Every line in the records below that holds "instance" must be identified and copied.

◆ **Records provided**

··········

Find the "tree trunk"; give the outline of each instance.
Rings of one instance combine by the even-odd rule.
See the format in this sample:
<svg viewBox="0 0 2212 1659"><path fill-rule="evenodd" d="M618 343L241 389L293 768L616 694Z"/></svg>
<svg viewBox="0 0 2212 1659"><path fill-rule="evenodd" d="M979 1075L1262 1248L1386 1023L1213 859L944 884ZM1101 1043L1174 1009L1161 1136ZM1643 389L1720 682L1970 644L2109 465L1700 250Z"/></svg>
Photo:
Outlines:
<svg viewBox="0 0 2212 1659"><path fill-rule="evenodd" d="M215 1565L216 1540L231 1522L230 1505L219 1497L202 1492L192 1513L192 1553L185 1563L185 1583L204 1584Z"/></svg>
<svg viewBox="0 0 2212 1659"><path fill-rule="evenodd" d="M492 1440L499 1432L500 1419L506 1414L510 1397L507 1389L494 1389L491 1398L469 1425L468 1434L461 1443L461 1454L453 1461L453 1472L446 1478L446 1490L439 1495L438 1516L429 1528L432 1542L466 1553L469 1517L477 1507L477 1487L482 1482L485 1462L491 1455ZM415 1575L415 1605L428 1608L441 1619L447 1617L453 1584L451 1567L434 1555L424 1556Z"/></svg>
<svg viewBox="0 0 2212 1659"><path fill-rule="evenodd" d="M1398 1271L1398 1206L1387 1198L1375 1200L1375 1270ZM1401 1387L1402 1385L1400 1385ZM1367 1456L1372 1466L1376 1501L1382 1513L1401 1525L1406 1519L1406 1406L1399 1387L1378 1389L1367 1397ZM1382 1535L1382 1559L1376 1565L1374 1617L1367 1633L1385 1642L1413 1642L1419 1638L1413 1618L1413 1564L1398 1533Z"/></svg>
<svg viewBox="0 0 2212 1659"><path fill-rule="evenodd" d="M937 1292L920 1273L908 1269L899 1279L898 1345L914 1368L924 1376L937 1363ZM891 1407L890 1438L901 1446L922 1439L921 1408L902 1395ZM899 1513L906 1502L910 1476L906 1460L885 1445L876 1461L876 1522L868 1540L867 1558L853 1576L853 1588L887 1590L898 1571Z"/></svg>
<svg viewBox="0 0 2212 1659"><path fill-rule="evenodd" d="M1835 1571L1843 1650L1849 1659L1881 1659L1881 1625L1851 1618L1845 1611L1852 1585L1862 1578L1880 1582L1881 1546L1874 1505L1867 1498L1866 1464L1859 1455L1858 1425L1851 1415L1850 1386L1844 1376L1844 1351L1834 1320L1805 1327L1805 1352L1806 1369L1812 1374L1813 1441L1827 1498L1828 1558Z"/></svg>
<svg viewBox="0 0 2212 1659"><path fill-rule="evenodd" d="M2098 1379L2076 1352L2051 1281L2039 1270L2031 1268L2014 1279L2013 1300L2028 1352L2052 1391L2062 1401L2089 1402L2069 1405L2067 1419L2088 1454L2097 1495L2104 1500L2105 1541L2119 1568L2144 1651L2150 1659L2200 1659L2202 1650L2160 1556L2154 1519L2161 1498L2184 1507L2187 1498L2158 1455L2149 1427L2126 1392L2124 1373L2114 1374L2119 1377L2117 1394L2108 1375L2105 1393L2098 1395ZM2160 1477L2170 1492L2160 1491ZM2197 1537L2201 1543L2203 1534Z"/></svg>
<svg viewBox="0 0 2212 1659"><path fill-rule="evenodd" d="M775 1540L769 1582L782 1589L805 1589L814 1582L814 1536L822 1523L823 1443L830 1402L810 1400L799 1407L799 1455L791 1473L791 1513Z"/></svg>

··········

◆ **Output**
Find the "tree trunk"; give the outline of each instance.
Rings of one instance combine by the even-odd rule.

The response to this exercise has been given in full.